==== Records to process

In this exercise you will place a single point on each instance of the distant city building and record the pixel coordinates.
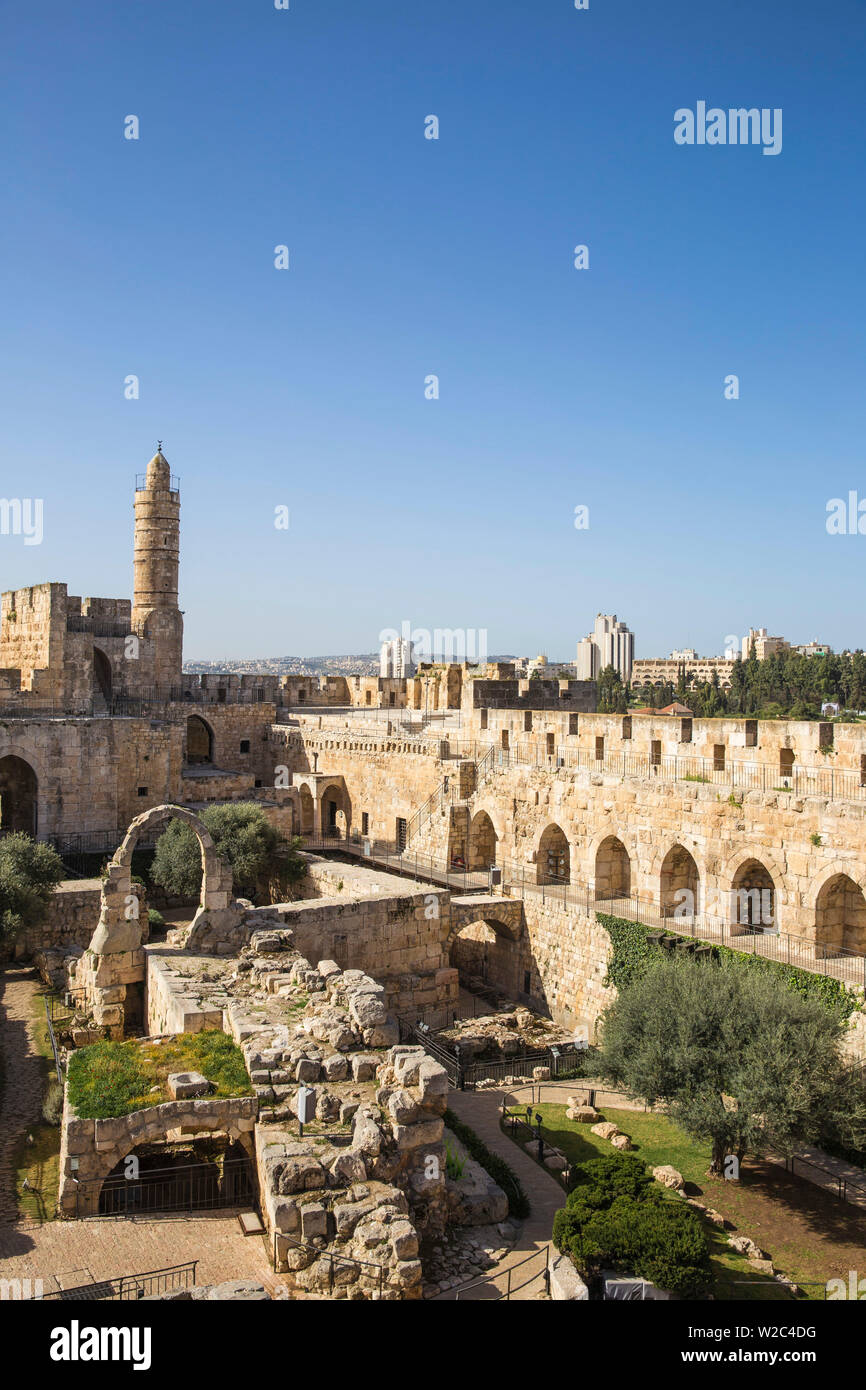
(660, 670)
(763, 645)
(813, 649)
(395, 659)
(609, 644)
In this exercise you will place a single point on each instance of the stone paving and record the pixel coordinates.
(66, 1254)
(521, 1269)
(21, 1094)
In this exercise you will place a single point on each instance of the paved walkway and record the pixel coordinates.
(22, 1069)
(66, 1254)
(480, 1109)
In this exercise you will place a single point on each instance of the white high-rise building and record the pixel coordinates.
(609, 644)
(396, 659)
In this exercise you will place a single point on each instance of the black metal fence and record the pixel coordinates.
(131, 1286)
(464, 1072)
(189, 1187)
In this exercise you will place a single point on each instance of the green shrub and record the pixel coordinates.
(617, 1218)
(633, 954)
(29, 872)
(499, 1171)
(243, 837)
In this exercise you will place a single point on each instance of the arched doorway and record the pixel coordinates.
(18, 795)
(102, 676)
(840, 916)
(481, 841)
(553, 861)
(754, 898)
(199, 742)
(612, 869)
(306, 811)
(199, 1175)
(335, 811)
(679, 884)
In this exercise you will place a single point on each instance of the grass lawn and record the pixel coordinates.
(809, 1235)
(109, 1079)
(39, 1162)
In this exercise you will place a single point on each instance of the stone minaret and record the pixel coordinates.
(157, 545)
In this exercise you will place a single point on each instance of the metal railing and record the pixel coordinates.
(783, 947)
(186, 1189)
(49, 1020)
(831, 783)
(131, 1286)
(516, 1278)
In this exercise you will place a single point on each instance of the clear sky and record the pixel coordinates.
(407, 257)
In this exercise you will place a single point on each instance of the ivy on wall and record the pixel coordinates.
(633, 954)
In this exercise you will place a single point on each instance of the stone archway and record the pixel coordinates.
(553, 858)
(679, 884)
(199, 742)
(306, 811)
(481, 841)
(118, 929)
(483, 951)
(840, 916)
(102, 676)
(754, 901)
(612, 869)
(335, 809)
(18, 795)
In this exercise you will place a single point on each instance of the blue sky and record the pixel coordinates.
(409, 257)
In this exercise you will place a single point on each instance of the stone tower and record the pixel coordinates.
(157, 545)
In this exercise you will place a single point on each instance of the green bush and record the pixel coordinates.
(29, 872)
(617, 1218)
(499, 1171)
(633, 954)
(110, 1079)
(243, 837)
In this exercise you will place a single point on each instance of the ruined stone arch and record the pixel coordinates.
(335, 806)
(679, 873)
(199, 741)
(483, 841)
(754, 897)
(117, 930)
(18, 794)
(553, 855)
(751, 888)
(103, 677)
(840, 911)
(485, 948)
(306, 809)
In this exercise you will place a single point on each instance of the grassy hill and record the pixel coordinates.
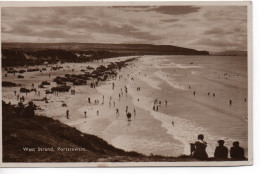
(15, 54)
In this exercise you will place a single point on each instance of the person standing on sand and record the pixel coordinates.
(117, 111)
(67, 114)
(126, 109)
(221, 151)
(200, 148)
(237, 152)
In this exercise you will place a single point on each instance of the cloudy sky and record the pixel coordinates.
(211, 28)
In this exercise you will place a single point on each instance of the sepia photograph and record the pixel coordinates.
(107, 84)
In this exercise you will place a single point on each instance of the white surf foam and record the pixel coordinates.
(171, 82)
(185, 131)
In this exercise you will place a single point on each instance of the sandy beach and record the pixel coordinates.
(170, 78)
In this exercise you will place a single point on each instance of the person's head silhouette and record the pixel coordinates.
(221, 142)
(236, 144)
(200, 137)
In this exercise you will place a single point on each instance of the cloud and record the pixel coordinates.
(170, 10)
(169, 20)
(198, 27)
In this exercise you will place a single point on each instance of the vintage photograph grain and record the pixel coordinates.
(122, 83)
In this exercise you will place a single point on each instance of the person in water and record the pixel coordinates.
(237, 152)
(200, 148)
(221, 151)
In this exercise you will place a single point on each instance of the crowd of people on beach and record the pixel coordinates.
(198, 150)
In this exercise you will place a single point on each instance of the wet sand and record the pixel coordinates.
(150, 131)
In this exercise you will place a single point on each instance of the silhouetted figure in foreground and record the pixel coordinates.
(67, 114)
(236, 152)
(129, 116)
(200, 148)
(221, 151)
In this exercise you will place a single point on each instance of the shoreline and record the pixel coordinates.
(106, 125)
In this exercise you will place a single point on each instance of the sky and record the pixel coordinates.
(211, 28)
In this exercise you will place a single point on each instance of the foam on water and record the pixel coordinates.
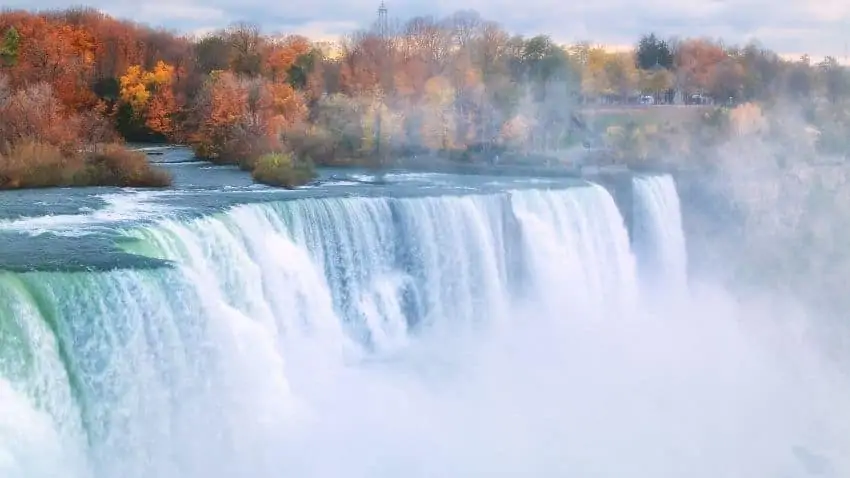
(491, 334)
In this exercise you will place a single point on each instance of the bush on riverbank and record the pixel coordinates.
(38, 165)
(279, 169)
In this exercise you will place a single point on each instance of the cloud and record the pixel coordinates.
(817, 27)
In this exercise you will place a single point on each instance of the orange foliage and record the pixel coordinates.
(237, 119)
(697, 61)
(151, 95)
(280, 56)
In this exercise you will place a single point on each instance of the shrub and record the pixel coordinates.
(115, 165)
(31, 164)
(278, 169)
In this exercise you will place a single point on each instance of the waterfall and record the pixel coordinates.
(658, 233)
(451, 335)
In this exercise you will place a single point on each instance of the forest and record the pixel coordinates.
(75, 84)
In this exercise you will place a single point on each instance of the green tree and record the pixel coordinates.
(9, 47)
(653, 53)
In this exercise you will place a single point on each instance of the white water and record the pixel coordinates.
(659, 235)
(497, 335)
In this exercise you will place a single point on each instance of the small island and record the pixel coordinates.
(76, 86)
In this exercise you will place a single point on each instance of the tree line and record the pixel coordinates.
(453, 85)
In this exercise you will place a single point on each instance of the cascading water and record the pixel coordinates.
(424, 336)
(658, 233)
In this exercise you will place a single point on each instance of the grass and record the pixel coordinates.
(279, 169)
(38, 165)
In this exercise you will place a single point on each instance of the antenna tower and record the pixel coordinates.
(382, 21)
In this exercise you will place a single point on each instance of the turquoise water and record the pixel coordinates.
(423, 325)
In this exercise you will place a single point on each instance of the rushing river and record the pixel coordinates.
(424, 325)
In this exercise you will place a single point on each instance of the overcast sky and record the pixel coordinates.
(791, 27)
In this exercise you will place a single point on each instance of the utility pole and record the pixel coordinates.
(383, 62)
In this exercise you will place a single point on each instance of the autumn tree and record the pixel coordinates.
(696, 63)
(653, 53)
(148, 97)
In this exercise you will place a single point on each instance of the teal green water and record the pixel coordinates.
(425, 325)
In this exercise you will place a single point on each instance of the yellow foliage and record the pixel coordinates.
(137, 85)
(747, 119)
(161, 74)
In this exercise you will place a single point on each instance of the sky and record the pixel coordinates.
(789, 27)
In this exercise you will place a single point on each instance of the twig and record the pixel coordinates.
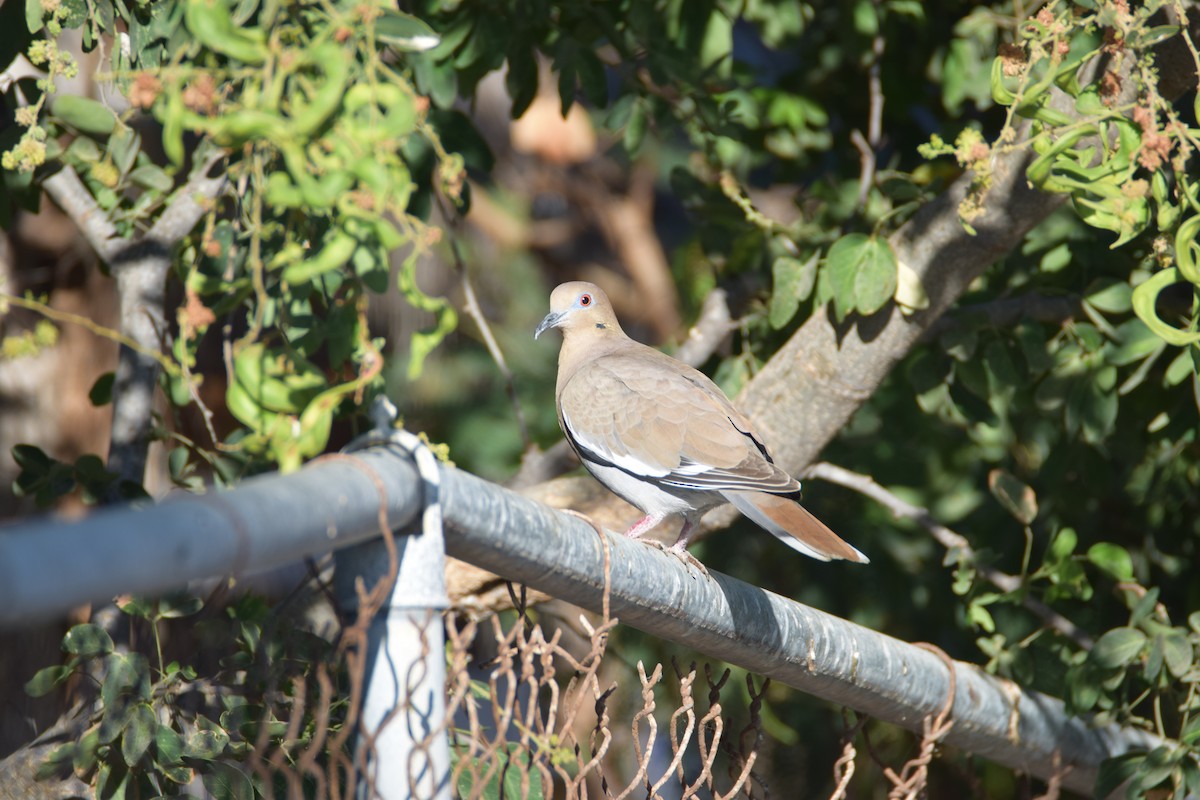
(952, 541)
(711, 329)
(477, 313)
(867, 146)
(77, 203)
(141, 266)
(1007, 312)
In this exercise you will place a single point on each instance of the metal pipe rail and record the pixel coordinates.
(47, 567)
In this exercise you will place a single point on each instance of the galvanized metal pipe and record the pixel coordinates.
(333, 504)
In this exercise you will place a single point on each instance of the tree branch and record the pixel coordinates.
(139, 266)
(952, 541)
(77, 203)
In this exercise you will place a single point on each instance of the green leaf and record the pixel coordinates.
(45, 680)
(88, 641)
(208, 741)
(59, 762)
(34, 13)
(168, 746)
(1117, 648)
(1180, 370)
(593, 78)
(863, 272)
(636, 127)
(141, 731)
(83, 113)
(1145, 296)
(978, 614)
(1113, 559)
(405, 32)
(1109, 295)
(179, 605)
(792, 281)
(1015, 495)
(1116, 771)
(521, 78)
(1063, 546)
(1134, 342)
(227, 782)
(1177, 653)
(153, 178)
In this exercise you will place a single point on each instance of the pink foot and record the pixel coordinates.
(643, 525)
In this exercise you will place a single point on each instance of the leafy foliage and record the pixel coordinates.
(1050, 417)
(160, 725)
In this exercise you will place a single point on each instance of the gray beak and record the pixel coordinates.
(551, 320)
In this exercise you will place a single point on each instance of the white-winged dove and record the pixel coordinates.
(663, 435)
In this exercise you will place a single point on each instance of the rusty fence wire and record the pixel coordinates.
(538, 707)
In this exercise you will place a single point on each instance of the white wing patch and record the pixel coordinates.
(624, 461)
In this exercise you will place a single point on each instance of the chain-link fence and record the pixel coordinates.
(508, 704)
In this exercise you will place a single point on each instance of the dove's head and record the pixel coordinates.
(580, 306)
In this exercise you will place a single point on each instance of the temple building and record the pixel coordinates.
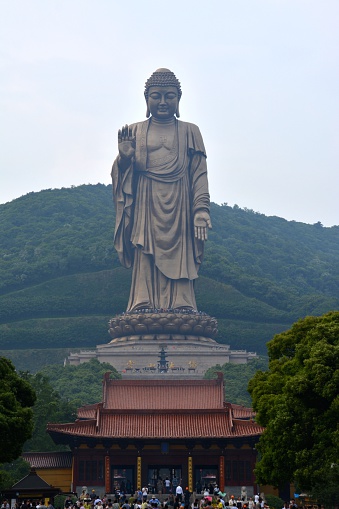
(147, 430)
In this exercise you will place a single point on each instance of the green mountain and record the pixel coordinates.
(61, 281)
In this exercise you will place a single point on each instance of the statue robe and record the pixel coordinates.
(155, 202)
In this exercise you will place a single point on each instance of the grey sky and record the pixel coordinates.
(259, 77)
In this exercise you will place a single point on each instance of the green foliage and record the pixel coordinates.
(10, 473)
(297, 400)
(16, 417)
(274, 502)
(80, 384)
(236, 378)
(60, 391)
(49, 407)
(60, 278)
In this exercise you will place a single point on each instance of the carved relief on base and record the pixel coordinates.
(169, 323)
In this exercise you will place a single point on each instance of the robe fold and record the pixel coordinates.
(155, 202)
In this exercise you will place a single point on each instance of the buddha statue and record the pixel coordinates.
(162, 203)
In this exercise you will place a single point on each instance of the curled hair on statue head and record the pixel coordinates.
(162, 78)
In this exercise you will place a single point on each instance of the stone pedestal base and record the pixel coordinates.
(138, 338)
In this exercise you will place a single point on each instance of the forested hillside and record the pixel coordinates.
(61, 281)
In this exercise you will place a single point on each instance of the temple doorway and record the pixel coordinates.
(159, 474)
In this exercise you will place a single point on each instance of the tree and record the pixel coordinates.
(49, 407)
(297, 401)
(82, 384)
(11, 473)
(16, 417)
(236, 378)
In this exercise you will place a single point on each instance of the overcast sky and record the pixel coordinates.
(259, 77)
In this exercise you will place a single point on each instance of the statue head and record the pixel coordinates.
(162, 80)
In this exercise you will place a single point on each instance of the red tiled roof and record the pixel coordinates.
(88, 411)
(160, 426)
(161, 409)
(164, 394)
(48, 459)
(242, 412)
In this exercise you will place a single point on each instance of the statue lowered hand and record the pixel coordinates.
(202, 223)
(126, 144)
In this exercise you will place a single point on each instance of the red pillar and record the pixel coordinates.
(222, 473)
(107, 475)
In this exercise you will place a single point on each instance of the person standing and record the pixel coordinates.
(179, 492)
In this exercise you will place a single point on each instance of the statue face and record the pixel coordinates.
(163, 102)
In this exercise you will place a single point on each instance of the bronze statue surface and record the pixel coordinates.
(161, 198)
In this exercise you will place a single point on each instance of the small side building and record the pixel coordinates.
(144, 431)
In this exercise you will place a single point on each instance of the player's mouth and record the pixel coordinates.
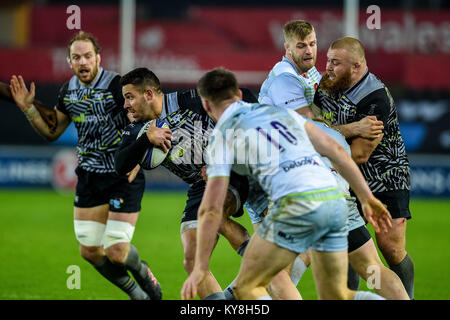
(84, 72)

========

**Stated task**:
Leave out every picture, and repeat word for word only the lines from the one holding "standing and record the pixel coordinates." through the end of the entries above, both ends included.

**Response below**:
In this exercise you will place a single point on each instance of the person standing and record the pixel coordinates.
(179, 492)
In this exercise you will place a single point on each instance of the statue face and record the pixel coordinates.
(163, 102)
In this exercise you will place a single point on each instance of the bronze statue surface and record the pixel coordinates.
(161, 198)
In this exercise you will place a single point on each instance of the small side building and record the pixel coordinates.
(144, 431)
In this exercise you will place a single point on each instance of the player's mouth and record the pixel coordinates.
(84, 72)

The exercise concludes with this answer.